__What you need to do__
Reproduce everything in the listing below unchanged, from the line containing "find: jacket zipper" down to the line containing "[691,355,1000,667]", both included.
::::
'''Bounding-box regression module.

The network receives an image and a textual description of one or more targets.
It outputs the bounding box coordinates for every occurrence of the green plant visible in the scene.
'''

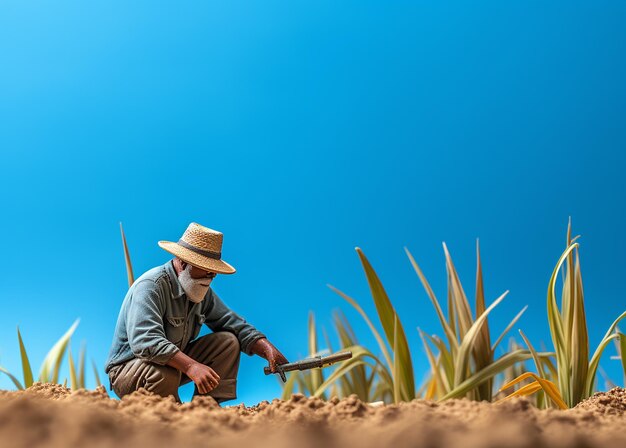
[405,242,549,401]
[0,319,100,390]
[282,312,392,402]
[327,247,416,403]
[503,220,626,408]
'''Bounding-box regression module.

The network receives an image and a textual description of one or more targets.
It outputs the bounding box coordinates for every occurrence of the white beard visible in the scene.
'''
[178,264,211,303]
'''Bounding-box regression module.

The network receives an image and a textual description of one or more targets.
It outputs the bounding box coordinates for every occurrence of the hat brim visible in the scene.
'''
[158,241,237,274]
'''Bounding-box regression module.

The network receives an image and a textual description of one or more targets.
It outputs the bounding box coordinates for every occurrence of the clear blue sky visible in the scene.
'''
[0,0,626,404]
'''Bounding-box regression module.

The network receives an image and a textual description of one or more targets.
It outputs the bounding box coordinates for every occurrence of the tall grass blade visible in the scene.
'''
[279,372,300,400]
[309,312,324,396]
[491,305,528,352]
[404,247,458,353]
[617,332,626,387]
[439,349,540,401]
[39,319,80,383]
[91,360,102,387]
[454,291,509,386]
[0,366,24,390]
[393,315,402,404]
[500,372,567,409]
[78,344,86,389]
[17,327,33,389]
[67,349,78,390]
[326,285,392,368]
[120,222,135,286]
[356,247,415,401]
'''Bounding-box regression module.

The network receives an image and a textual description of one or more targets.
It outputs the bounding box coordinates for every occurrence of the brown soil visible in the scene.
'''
[0,383,626,448]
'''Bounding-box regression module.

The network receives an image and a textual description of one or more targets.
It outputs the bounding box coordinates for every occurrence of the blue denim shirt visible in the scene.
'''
[105,260,265,373]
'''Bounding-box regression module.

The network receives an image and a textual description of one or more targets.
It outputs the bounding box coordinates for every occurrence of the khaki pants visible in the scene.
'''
[109,331,241,403]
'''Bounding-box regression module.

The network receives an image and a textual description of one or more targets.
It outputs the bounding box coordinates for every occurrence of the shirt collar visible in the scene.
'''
[165,260,185,299]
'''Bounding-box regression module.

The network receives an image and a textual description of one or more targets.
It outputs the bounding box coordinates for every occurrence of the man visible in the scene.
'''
[105,223,287,403]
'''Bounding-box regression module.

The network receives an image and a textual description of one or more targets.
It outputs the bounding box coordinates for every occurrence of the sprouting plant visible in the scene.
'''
[0,319,100,390]
[503,219,626,409]
[120,222,135,287]
[405,242,548,400]
[327,247,416,403]
[282,312,393,402]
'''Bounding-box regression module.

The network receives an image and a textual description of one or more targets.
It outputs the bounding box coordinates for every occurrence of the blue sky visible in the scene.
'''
[0,1,626,404]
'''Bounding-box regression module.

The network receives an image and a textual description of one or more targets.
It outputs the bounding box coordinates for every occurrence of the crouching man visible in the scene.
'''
[105,223,287,403]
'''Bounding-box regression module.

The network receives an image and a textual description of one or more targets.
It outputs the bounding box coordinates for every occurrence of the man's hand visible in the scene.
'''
[167,351,220,394]
[251,338,289,373]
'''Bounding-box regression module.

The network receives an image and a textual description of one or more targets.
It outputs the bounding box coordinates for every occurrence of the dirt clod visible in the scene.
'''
[0,383,626,448]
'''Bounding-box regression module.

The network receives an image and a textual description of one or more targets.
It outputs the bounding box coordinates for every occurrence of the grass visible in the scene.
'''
[327,247,416,403]
[0,320,101,390]
[285,220,626,409]
[405,242,549,401]
[502,220,626,409]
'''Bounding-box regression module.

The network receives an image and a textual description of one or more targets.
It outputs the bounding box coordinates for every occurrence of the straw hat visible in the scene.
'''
[159,222,235,274]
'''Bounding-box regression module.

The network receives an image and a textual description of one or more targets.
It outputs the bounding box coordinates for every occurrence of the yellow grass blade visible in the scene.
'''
[418,328,454,392]
[313,346,393,397]
[472,239,493,401]
[454,291,509,386]
[277,372,300,400]
[329,312,371,400]
[78,345,86,389]
[67,349,78,390]
[439,349,536,401]
[91,360,102,387]
[404,247,459,353]
[585,311,626,396]
[500,372,567,409]
[424,377,437,400]
[120,222,135,286]
[356,247,415,401]
[417,328,450,393]
[491,305,528,352]
[443,243,472,340]
[0,366,24,390]
[326,285,392,369]
[519,330,546,378]
[309,312,324,390]
[393,315,402,404]
[496,381,541,403]
[39,319,80,383]
[17,327,33,389]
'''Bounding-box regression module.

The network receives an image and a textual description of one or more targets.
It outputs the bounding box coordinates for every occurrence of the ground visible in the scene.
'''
[0,383,626,448]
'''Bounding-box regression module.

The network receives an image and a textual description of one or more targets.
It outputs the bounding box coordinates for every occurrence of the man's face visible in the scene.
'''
[178,263,217,303]
[191,266,217,280]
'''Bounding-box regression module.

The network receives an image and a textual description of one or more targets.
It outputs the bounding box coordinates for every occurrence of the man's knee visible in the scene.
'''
[215,331,240,352]
[111,359,180,400]
[143,364,180,398]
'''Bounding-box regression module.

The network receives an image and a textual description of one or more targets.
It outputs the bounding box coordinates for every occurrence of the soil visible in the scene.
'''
[0,383,626,448]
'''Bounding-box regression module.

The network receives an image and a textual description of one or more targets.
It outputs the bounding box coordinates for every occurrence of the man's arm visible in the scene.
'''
[126,280,179,365]
[205,289,288,372]
[167,351,220,394]
[251,338,289,373]
[204,289,265,355]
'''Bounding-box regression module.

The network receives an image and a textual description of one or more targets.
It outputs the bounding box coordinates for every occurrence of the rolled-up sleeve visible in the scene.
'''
[126,280,179,365]
[205,290,265,355]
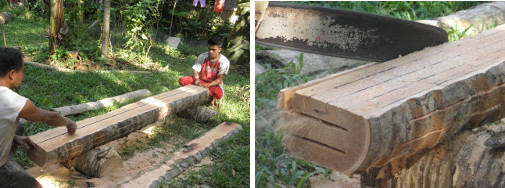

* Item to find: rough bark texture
[28,85,209,166]
[117,122,242,187]
[279,26,505,173]
[361,122,505,187]
[51,89,151,116]
[70,146,123,178]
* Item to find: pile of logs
[278,22,505,183]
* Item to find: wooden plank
[28,85,209,166]
[277,63,376,110]
[279,25,505,173]
[51,89,152,116]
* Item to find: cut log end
[177,106,218,122]
[280,111,370,174]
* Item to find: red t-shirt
[198,57,220,82]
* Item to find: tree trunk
[49,0,65,54]
[28,85,209,167]
[101,0,110,58]
[361,122,505,187]
[77,0,84,24]
[70,146,123,178]
[279,26,505,174]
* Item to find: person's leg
[0,155,42,188]
[11,123,25,155]
[179,76,195,86]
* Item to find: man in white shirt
[0,48,77,187]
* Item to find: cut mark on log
[295,135,345,154]
[33,88,191,144]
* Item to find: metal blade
[256,2,447,62]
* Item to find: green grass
[6,5,250,187]
[255,1,496,187]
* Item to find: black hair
[207,36,224,48]
[0,48,23,77]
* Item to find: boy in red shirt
[179,37,230,107]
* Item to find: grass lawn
[255,1,493,187]
[0,5,250,187]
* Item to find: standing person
[0,48,77,188]
[179,37,230,107]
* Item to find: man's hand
[65,118,77,135]
[19,100,77,135]
[14,135,37,150]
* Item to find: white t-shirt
[193,52,230,75]
[0,86,28,166]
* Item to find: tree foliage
[225,0,250,65]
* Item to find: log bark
[279,26,505,174]
[101,0,110,58]
[361,122,505,187]
[51,89,151,116]
[70,146,123,178]
[28,85,209,166]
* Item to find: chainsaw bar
[256,2,447,62]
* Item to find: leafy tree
[226,0,250,65]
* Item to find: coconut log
[51,89,151,116]
[70,146,123,178]
[279,25,505,174]
[361,122,505,187]
[28,85,209,166]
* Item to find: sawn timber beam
[28,85,209,166]
[278,25,505,174]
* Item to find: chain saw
[255,1,447,62]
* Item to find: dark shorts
[0,155,42,188]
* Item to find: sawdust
[256,7,380,51]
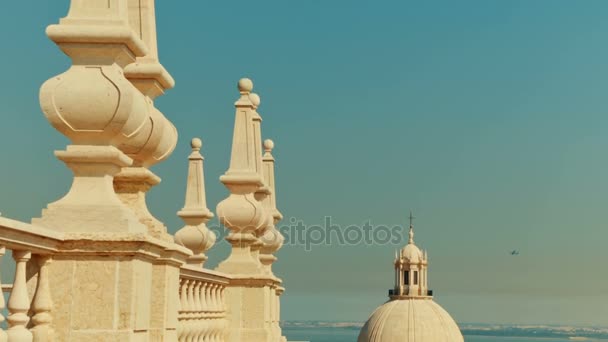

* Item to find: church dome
[357,299,464,342]
[357,212,464,342]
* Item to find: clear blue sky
[0,0,608,324]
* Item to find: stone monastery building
[0,0,462,342]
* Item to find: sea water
[283,328,605,342]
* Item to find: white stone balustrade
[177,265,230,342]
[0,217,63,342]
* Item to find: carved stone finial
[249,93,262,109]
[175,138,216,266]
[217,79,268,274]
[238,78,253,94]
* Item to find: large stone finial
[260,139,285,274]
[34,0,157,233]
[217,78,267,274]
[175,138,216,266]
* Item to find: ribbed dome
[357,299,464,342]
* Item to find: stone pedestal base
[28,233,189,342]
[226,276,279,342]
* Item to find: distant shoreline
[282,321,608,341]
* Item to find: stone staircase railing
[0,217,63,342]
[177,265,230,342]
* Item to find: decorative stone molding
[175,138,216,267]
[217,78,266,274]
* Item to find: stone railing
[0,217,62,342]
[177,265,230,342]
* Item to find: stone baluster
[201,282,209,312]
[192,280,203,341]
[178,279,190,342]
[186,280,196,341]
[220,285,226,312]
[260,139,285,276]
[0,246,8,342]
[176,279,183,341]
[217,79,267,275]
[7,251,33,342]
[175,138,216,267]
[209,284,217,312]
[31,255,54,342]
[34,0,150,233]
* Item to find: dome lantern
[357,213,464,342]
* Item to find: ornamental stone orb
[249,93,262,108]
[264,139,274,152]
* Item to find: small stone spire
[408,210,415,245]
[260,139,285,275]
[217,78,267,275]
[175,138,216,266]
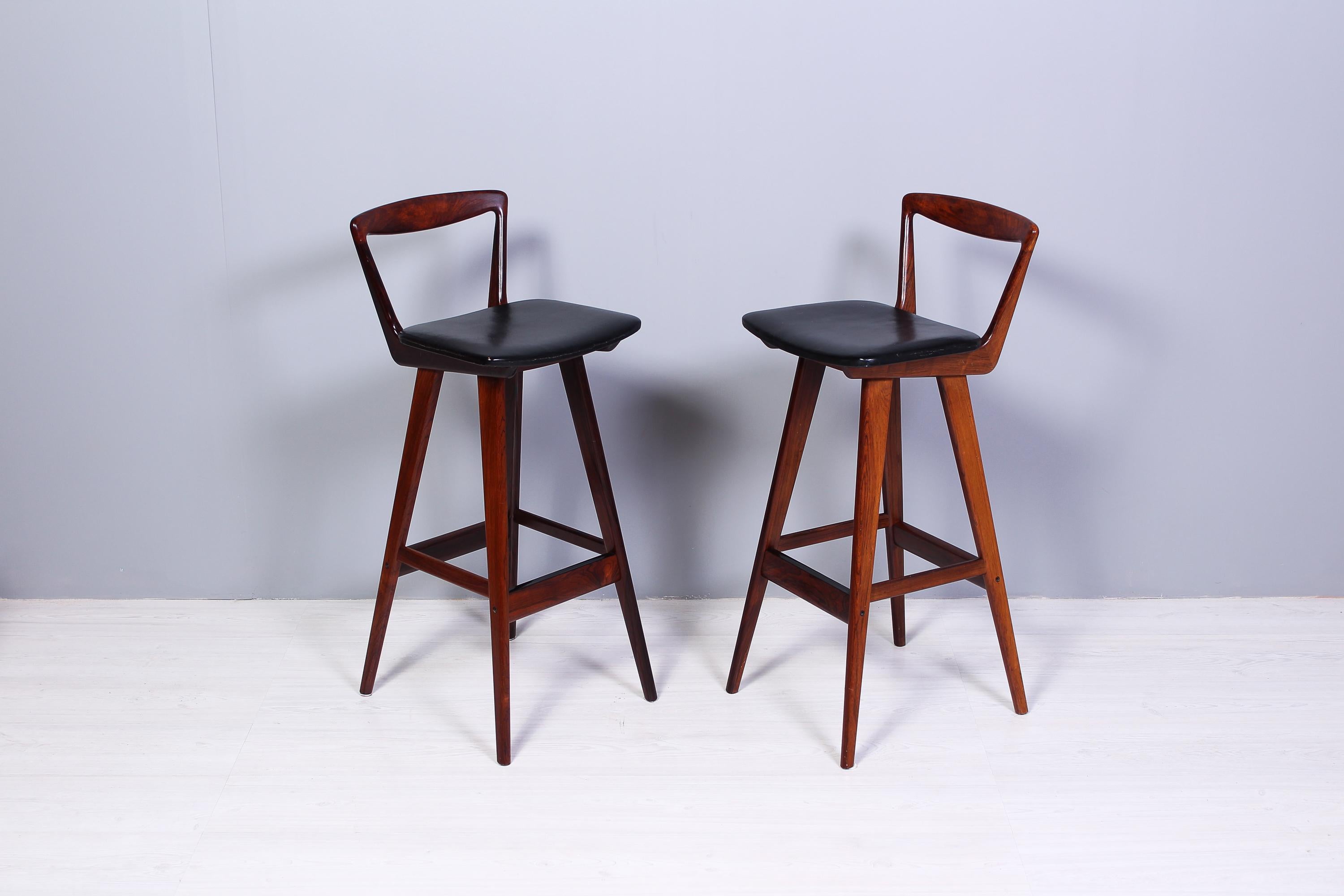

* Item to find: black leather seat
[742,302,980,367]
[401,298,640,367]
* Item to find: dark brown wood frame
[727,194,1038,768]
[351,191,657,766]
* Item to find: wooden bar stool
[728,194,1036,768]
[349,190,657,766]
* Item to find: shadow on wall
[218,215,1163,596]
[230,231,554,596]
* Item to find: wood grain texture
[761,549,849,622]
[938,376,1027,715]
[508,552,621,625]
[476,376,513,766]
[878,380,906,647]
[359,371,444,696]
[840,380,891,768]
[560,358,659,701]
[0,596,1344,896]
[727,358,827,693]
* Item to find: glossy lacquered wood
[351,191,657,766]
[727,194,1038,768]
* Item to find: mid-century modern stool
[728,194,1036,768]
[349,190,657,766]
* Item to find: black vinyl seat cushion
[742,302,980,367]
[402,298,640,367]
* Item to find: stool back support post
[349,190,508,372]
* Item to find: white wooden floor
[0,598,1344,896]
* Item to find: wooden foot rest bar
[871,557,985,600]
[511,552,621,622]
[761,551,849,622]
[398,547,489,596]
[891,521,985,588]
[396,510,605,583]
[774,513,891,551]
[396,522,485,575]
[761,545,985,622]
[513,510,606,553]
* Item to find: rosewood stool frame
[351,191,657,766]
[727,194,1038,768]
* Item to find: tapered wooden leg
[359,371,444,694]
[840,380,891,768]
[476,376,511,766]
[560,358,659,701]
[938,376,1027,715]
[882,380,906,647]
[728,358,827,693]
[504,371,523,641]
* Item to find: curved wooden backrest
[349,190,508,235]
[349,190,508,358]
[896,194,1040,372]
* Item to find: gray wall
[0,0,1344,596]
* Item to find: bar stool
[728,194,1038,768]
[349,190,657,766]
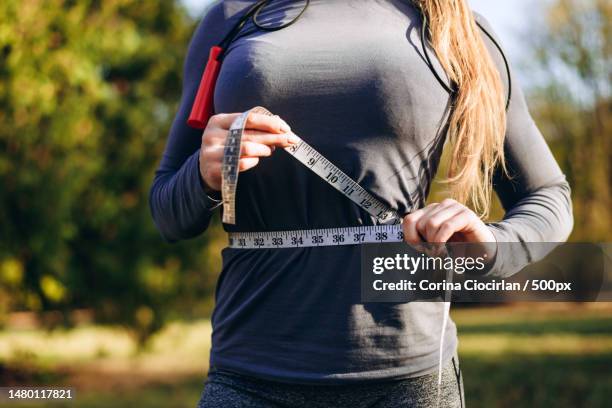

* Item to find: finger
[402,209,425,244]
[202,145,225,164]
[208,113,242,130]
[434,210,472,242]
[238,157,259,171]
[240,142,272,157]
[245,112,291,133]
[417,205,464,242]
[243,130,301,147]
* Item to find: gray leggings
[198,357,464,408]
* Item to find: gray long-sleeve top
[150,0,572,383]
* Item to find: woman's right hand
[200,112,300,191]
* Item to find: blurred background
[0,0,612,407]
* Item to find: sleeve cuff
[191,150,223,211]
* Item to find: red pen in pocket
[187,45,223,129]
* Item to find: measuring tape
[221,107,453,406]
[221,106,404,249]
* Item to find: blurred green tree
[0,0,218,341]
[529,0,612,241]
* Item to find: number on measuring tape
[229,225,404,249]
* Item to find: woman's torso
[211,0,456,382]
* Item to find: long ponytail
[414,0,506,217]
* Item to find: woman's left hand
[403,199,497,259]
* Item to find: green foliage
[530,0,612,241]
[0,0,222,339]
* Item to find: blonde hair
[414,0,506,217]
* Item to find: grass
[0,304,612,408]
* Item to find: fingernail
[287,133,302,144]
[281,120,291,133]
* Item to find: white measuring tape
[221,106,452,406]
[221,107,404,245]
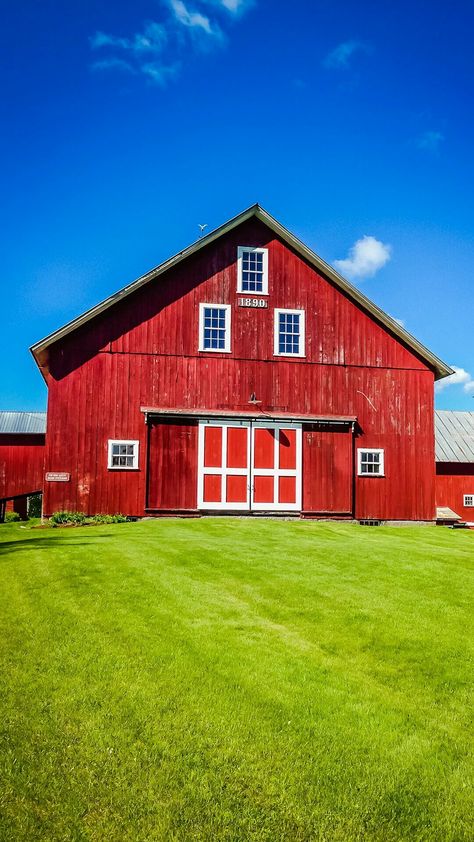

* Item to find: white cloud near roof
[435,365,474,394]
[323,40,368,70]
[415,131,444,152]
[202,0,254,15]
[334,235,392,280]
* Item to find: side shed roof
[0,409,46,435]
[435,409,474,462]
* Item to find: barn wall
[436,462,474,521]
[303,425,353,515]
[0,434,45,500]
[41,221,434,520]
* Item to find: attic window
[199,304,230,353]
[237,246,268,295]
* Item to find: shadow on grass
[0,534,114,556]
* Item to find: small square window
[274,310,305,357]
[237,246,268,295]
[108,439,139,471]
[199,304,230,353]
[357,448,385,477]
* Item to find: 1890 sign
[237,298,268,310]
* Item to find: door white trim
[250,421,302,512]
[197,419,302,512]
[198,419,251,511]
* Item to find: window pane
[203,307,227,351]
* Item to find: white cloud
[415,131,444,152]
[141,61,181,87]
[91,56,137,73]
[334,235,392,279]
[202,0,254,15]
[89,0,254,86]
[323,40,369,70]
[89,21,167,55]
[435,365,474,394]
[170,0,215,35]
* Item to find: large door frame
[250,421,303,512]
[197,418,251,512]
[197,419,303,512]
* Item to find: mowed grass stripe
[0,518,474,842]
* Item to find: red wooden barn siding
[436,462,474,521]
[45,220,434,520]
[0,434,45,500]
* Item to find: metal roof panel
[0,410,46,435]
[435,409,474,462]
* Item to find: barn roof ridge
[30,203,454,380]
[0,409,46,435]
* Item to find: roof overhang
[30,204,454,380]
[140,406,357,427]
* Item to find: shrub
[91,513,128,523]
[49,511,86,526]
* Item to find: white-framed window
[108,439,139,471]
[237,246,268,295]
[357,447,385,477]
[273,310,305,357]
[199,304,230,353]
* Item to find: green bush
[49,511,86,526]
[90,513,128,523]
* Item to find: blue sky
[0,0,474,410]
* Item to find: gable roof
[0,409,46,435]
[435,409,474,462]
[30,204,454,380]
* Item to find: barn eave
[30,204,454,380]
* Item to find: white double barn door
[198,421,302,511]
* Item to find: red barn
[32,205,451,521]
[0,411,46,523]
[435,410,474,525]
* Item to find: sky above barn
[0,0,474,410]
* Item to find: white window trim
[107,439,140,471]
[273,308,306,357]
[199,302,232,354]
[357,447,385,479]
[237,246,268,298]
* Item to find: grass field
[0,518,474,842]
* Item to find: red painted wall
[0,434,45,500]
[40,220,434,520]
[436,462,474,521]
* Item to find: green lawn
[0,518,474,842]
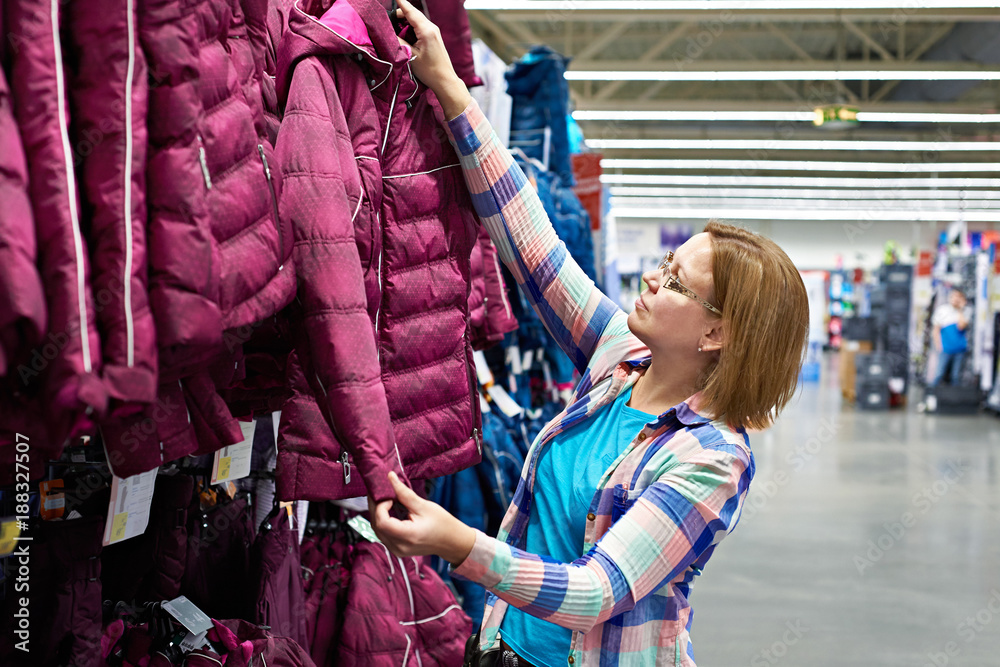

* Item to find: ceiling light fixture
[573,109,1000,123]
[465,0,997,12]
[608,185,1000,201]
[587,139,1000,152]
[601,173,1000,189]
[611,207,1000,222]
[601,158,1000,174]
[610,196,1000,209]
[566,70,1000,81]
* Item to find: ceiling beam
[570,58,1000,73]
[764,23,858,102]
[573,21,634,60]
[476,8,1000,24]
[594,23,693,100]
[871,21,955,102]
[576,98,997,113]
[844,21,896,61]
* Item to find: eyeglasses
[657,251,722,317]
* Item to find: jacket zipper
[465,332,483,458]
[257,144,285,271]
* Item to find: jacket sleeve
[445,100,627,373]
[66,0,157,416]
[0,62,46,377]
[452,436,750,632]
[275,59,406,501]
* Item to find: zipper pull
[340,452,351,484]
[198,137,212,190]
[257,144,271,181]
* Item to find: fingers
[396,0,430,35]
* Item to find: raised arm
[399,0,620,372]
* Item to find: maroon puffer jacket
[138,0,222,376]
[65,0,157,416]
[469,226,517,350]
[0,56,46,379]
[337,542,472,667]
[196,0,295,329]
[276,0,481,500]
[3,0,108,458]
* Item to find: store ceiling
[466,0,1000,221]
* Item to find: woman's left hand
[368,472,476,565]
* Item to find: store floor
[691,355,1000,667]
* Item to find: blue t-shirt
[500,388,656,667]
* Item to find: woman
[370,0,808,667]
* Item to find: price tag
[486,384,524,417]
[111,512,128,542]
[163,595,213,636]
[212,422,256,484]
[347,515,382,544]
[0,519,21,556]
[103,469,156,546]
[472,350,493,387]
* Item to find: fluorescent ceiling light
[465,0,998,12]
[566,70,1000,81]
[601,174,1000,188]
[573,109,1000,123]
[608,185,1000,201]
[587,139,1000,153]
[601,159,1000,174]
[610,197,1000,210]
[611,207,1000,222]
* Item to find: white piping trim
[351,184,365,222]
[493,253,513,317]
[49,0,92,373]
[399,558,417,618]
[379,79,400,155]
[122,0,135,368]
[295,0,392,90]
[399,604,461,625]
[379,542,394,577]
[406,58,420,102]
[403,635,413,667]
[382,162,462,181]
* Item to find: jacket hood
[276,0,411,106]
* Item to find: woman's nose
[642,269,663,292]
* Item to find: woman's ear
[698,318,726,352]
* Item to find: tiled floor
[691,358,1000,667]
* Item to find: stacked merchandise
[0,0,504,667]
[841,264,913,410]
[872,264,913,404]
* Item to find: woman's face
[628,232,719,355]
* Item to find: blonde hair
[699,220,809,429]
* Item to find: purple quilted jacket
[276,0,481,499]
[63,0,157,416]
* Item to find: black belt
[464,633,535,667]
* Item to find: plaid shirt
[446,102,754,667]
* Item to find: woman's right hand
[396,0,472,120]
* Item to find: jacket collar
[615,355,713,427]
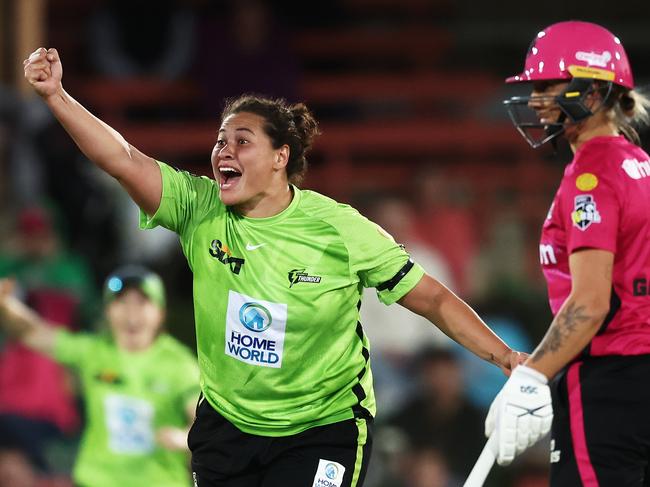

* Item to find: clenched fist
[23,47,63,98]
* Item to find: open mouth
[219,166,241,189]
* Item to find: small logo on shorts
[551,440,562,463]
[325,463,339,480]
[311,458,345,487]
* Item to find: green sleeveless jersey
[54,330,199,487]
[141,163,424,436]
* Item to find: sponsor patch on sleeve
[576,172,598,191]
[571,194,600,231]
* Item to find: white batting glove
[485,365,553,465]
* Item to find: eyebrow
[219,127,255,135]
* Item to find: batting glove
[485,365,553,465]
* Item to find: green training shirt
[141,163,424,436]
[54,331,199,487]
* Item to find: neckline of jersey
[574,134,625,158]
[235,184,302,226]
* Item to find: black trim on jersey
[583,286,621,355]
[377,258,414,291]
[352,318,373,420]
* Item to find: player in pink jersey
[486,21,650,486]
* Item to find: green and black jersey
[141,163,424,436]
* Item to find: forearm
[45,89,151,179]
[425,286,511,368]
[526,296,608,379]
[0,297,55,353]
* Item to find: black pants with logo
[188,399,372,487]
[550,355,650,487]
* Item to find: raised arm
[398,274,525,375]
[0,279,56,355]
[23,47,162,215]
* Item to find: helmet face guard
[503,78,612,149]
[504,21,634,147]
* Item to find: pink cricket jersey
[539,136,650,356]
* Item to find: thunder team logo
[239,303,273,333]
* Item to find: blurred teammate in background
[25,48,522,487]
[486,21,650,487]
[0,266,199,487]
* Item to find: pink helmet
[506,20,634,89]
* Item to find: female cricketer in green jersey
[0,266,199,487]
[24,48,521,487]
::::
__Answer for the task__
* Item to find: jacket zipper
[465,332,483,458]
[257,144,285,271]
* Item to find: jacket sleeve
[445,100,627,373]
[66,0,157,416]
[0,62,46,377]
[452,436,750,632]
[275,59,406,501]
* Item to find: zipper pull
[340,452,351,484]
[198,137,212,190]
[257,144,271,181]
* Item to find: fingers
[396,0,430,35]
* Item to find: raised arm
[399,0,620,372]
* Item to find: maroon puffer jacket
[138,0,222,376]
[65,0,157,416]
[469,226,517,350]
[0,56,46,379]
[337,542,472,667]
[196,0,295,329]
[276,0,481,500]
[3,0,108,458]
* Item to find: store ceiling
[466,0,1000,221]
* Item to find: woman's left hand
[368,472,476,565]
* Item to find: store floor
[691,355,1000,667]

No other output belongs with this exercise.